[start of PROVIDED ENTRIES]
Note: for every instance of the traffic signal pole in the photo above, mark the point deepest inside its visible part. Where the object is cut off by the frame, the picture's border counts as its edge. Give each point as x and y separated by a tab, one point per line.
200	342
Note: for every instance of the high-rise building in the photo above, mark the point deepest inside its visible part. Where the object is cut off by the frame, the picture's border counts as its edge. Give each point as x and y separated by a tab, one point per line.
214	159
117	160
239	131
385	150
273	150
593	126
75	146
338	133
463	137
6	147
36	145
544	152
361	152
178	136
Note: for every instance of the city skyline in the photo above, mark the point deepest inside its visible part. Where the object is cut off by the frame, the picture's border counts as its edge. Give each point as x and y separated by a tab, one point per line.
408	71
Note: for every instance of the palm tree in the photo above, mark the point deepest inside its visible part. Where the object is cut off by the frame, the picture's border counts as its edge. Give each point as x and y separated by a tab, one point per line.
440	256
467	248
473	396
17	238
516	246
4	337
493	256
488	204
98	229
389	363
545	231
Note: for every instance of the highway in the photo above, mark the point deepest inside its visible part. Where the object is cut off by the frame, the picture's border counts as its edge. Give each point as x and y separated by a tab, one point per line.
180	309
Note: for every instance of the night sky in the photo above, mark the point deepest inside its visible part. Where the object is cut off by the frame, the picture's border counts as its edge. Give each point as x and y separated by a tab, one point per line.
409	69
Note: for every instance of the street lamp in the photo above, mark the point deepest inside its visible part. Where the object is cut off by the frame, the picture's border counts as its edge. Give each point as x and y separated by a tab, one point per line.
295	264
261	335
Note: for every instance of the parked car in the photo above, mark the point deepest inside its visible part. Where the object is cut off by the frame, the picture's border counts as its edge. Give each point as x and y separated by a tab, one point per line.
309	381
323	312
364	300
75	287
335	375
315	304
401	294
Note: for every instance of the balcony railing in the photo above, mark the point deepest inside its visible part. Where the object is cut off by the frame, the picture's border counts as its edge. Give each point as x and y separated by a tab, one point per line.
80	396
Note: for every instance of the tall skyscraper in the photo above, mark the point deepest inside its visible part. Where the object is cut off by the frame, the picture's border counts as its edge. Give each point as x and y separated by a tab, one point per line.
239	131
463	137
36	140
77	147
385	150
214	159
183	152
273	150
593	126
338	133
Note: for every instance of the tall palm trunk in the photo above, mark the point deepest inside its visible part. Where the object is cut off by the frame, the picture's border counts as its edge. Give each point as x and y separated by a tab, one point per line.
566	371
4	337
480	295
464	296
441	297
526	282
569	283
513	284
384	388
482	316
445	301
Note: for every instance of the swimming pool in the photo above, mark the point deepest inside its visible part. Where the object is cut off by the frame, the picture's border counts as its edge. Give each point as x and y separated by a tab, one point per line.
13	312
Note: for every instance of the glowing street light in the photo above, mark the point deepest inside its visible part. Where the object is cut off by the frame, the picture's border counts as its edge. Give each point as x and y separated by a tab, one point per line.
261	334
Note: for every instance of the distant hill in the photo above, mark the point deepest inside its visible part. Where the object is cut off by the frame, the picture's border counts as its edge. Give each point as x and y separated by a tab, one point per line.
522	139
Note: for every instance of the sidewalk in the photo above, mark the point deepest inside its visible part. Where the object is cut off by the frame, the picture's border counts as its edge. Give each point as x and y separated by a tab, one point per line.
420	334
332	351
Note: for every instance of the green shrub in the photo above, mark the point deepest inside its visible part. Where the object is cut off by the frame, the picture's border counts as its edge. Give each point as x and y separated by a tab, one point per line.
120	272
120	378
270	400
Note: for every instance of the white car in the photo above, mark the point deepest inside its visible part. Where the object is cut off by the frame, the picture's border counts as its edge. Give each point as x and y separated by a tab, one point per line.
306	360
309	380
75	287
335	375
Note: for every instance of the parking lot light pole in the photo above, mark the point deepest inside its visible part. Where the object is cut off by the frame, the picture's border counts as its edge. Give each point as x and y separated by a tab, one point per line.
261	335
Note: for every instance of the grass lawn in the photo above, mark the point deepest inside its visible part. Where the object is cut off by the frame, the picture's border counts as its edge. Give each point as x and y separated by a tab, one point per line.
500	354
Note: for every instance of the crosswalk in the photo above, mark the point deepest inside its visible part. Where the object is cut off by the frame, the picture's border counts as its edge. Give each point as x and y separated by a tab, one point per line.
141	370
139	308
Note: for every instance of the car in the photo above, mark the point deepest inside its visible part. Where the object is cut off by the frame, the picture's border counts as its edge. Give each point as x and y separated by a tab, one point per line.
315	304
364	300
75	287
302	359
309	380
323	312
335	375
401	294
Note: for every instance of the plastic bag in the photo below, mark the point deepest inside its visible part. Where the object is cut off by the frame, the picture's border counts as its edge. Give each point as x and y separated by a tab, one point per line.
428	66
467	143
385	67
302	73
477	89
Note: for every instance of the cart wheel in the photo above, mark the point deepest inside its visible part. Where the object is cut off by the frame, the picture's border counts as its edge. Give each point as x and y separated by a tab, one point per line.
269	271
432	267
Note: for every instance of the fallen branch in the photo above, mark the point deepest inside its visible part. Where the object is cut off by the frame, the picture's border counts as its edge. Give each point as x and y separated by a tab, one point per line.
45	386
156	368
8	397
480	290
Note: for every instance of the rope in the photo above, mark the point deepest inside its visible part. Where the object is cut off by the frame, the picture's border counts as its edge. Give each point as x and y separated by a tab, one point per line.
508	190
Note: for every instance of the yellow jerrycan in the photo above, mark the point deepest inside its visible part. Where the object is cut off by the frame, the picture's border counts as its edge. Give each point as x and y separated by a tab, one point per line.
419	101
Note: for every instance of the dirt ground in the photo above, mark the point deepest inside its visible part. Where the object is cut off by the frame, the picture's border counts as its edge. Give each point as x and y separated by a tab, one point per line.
[end of PROVIDED ENTRIES]
Set down each entry again, unchanged.

## REPLY
Note: for every instance of the traffic signal pole in the photo above, mark the point deepest inside its visible part. Where the object is cut off by the frame, the picture's border counts as its edge. Give each point as x and y separated by a tab, one point per line.
200	342
Note: for every instance of the high-rise building in the photo above, mark the point deepest inside its visible part. Where the object is cut off by the frame, the picture's border counts as its edge. Give each point as x and y separated by a tab, one point per line.
214	159
117	160
239	131
385	150
273	150
593	126
75	146
338	133
463	137
6	147
36	145
544	152
361	152
178	136
Note: for every instance of the city skyline in the photo above, mark the point deepest inside its visible part. Where the object is cut off by the frame, the picture's border counts as its edge. Give each point as x and y separated by a tab, one point per line.
408	71
Note: for every instance of the palm tree in the photo above, mark the point deepest inside its visible part. Where the object is cut off by the frame, the picture's border counts as its edge. Give each point as x and y separated by a tab, one point per line.
440	256
467	248
473	396
17	238
516	246
4	337
493	256
488	204
98	229
389	363
545	231
Note: for every instance of the highway in the photo above, mark the point deepest inside its visible part. Where the object is cut off by the frame, the picture's border counts as its edge. Give each point as x and y separated by a tab, one point per line.
180	309
Note: for every instance of the night sky in the photo above, mark the point deepest inside its visible part. Where the object is cut off by the frame, the picture's border counts as its edge. Give each point as x and y separated by a tab, one point per line.
409	69
Note: for every instance of the street lamp in the photo above, mark the point deepest inside its visible part. Where the object is cut off by the frame, the picture's border counts as its edge. Give each point as x and y separated by a tab, one point per line.
295	264
261	335
Note: for every instance of the parked car in the photo above, mark the point deepest inside its visible part. Where the object is cut off by the frame, the picture's border counts as its edge. Give each point as x and y separated by a tab, one point per line.
309	381
323	312
364	300
75	287
335	375
315	304
401	294
Note: for every instance of the balcony railing in the photo above, mark the point deepest inside its visible part. Where the object is cut off by the frame, the picture's border counts as its edge. Give each point as x and y separated by a tab, one point per line.
80	396
Note: for every instance of the tall skyscraper in the photo above, mark the point deepest inside its visible part. Where the object is cut off by the frame, the picture's border counts as its edge. Give each point as x and y separated by a tab, one point per line.
239	131
463	137
36	140
77	147
385	150
214	159
183	152
273	150
593	126
338	133
Note: for every instance of the tall palm trunk in the photo above, mark the point deepest inside its visible part. Where the object is cut off by the frame, the picture's border counts as its edge. Give each point as x and y separated by a tab, one point per line.
566	371
4	337
480	295
464	296
441	297
526	282
569	283
513	284
384	388
482	316
445	301
Note: for every instance of the swimming pool in the photo above, mark the point deepest inside its visible part. Where the object is cut off by the frame, the picture's border counts as its edge. Give each point as x and y separated by a tab, one point per line.
13	312
Note: for every instance of the glowing street light in the photo above, mark the point deepest inside its visible part. Where the object is cut off by the frame, the picture's border counts as its edge. Give each point as x and y separated by a tab, one point per line.
261	334
Note: for every instance of the distant hill in the photo above, mark the point deepest inside its visible part. Where the object is cut off by the frame, the picture's border counts as its edge. Give each point as x and y separated by a tab, one point per line.
522	139
Note: for every instance of the sidewalk in the photo above, mark the point deepest inside its visible part. Where the object is cut off by the frame, the picture's border counts as its edge. Give each point as x and y separated by a tab, one point per line.
420	334
332	351
Note: for every instance of the green shrub in the photo above, mark the point deepest inside its visible part. Where the object is cut off by the frame, the picture's border counts as its edge. Give each point as x and y separated by a tab, one point per line.
120	272
120	378
270	400
Note: for every instance of the white car in the photo above, mark the point deepest inside its visible part. Where the object is cut off by the frame, the picture's border counts as its edge. Give each point as x and y separated by a tab, one point per line.
306	360
309	380
75	287
335	375
Note: for every instance of the parking lot light pole in the photo above, mark the point deepest inside its visible part. Where the object is cut off by the frame, the picture's border counts as its edge. Give each point as x and y separated by a tab, one point per line.
261	335
Note: for every instance of the grass lawn in the photo above, mark the point deepest inside its visible part. Where the object is cut off by the frame, the picture's border counts as its edge. Give each point as x and y separated by a tab, one point per line.
500	354
Note: for every instance of the crosswalk in the photo above, mark the point deepest inside its visible part. Where the object is cut off by the frame, the picture's border counts as its edge. Give each point as x and y separated by a tab, one point per line.
141	370
139	308
Note: for every instance of the car in the photo above, mark the point deepest inside its visible part. Where the object is cut off by the frame, the picture's border counts as its edge. Give each point as x and y separated by a tab, one point per line.
315	304
364	300
75	287
302	359
309	380
323	312
335	375
401	294
Note: for every instance of the plastic bag in the photo below, mark the point deepest inside its visible part. Where the object is cut off by the frame, the picture's border counts as its edge. Give each point as x and y separated by a tab, one point per line.
428	66
467	143
385	67
302	73
477	89
Note: for every instance of the cart wheel in the photo above, mark the point deepest inside its visible part. Where the object is cut off by the frame, the picture's border counts as its edge. Give each point as x and y separated by a tab, one point per line.
269	271
432	267
Note: for every instance of the fallen branch in the photo above, mark the point deepest inside its visible part. Where the object is cut off by the frame, the picture's border counts as its edge. Give each point as x and y separated by a tab, one point per line.
45	386
156	368
8	397
480	290
Note: for every instance of the rope in the photo above, mark the point deepest inside its visible part. Where the object is cut off by the frame, the picture's border counts as its edge. Give each point as x and y separated by a tab, one point per line.
508	190
Note: for every instance of the yellow jerrycan in the photo above, mark the point deepest inside its visible part. Where the object is cut off by the frame, the picture's border counts as its edge. Give each point as x and y separated by a tab, one point per line.
419	101
Note: for every instance of the dirt ground in the photo above, mark the point deepest inside its visible part. Where the object is cut off by the frame, the picture's border counts as its edge. Give each point as x and y separated by a tab, one point per line.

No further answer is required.